> _What is required_
Switch "sweater sleeve" to "cardigan sleeve" in the records from the line with "task | put one marker on every instance of the watch" to the line with "x=310 y=261", and give back only those lines with nothing else altered.

Stored dataset items:
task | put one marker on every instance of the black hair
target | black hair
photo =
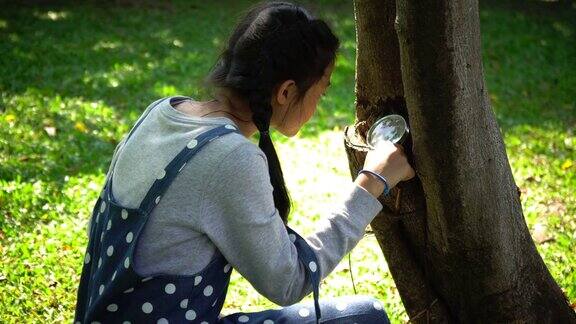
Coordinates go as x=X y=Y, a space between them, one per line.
x=274 y=42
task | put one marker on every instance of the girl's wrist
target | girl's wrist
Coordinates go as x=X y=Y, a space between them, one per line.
x=374 y=186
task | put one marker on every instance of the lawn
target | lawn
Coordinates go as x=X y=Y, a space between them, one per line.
x=75 y=76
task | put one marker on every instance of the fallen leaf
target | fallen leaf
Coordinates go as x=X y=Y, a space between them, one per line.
x=566 y=165
x=540 y=234
x=10 y=118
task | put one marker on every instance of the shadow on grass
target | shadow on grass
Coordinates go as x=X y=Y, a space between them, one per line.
x=105 y=63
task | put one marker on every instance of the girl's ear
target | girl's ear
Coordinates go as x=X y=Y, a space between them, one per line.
x=286 y=92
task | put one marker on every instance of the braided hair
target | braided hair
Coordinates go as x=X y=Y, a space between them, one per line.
x=274 y=42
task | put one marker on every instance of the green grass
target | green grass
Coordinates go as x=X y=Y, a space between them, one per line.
x=74 y=77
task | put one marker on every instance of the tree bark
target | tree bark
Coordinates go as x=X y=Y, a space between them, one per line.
x=456 y=241
x=379 y=92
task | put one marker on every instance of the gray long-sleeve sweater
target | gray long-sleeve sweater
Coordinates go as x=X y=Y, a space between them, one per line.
x=222 y=201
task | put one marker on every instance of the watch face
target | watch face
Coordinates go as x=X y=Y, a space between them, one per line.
x=388 y=128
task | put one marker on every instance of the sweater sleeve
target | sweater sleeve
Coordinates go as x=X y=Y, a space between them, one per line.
x=245 y=226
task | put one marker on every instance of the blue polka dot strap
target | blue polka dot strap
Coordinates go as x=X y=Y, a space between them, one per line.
x=168 y=174
x=310 y=261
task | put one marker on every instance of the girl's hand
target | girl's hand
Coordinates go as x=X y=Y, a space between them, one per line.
x=388 y=160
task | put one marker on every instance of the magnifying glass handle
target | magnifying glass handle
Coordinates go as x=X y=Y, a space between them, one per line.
x=397 y=204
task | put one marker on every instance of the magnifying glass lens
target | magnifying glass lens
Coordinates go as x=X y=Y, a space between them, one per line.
x=391 y=128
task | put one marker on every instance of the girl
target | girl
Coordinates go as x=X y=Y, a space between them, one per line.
x=188 y=196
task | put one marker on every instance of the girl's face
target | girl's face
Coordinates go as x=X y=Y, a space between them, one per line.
x=289 y=114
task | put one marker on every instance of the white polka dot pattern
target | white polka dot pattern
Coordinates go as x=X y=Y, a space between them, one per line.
x=170 y=289
x=147 y=308
x=190 y=315
x=208 y=291
x=312 y=265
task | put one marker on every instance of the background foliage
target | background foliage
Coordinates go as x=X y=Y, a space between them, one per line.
x=75 y=76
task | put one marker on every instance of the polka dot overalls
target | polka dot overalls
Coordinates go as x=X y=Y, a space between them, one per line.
x=111 y=291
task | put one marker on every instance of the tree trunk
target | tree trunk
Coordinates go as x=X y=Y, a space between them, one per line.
x=379 y=92
x=461 y=252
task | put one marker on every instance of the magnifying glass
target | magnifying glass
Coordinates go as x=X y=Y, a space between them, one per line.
x=391 y=128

> _Result of the exercise_
task | put one marker on every instance of the watch face
target | watch face
Coordinates go as x=X y=Y, a space between them, one per line.
x=388 y=128
task | put one marker on every instance of the cardigan sleeve
target | cardigan sleeve
Coordinates go as x=X y=Y, a space between them, one per line.
x=245 y=226
task | put one marker on every instance of the blue polka dot strap
target | blue polka dot strap
Coordinates go as x=X y=Y, a space between them, one per line.
x=168 y=174
x=310 y=261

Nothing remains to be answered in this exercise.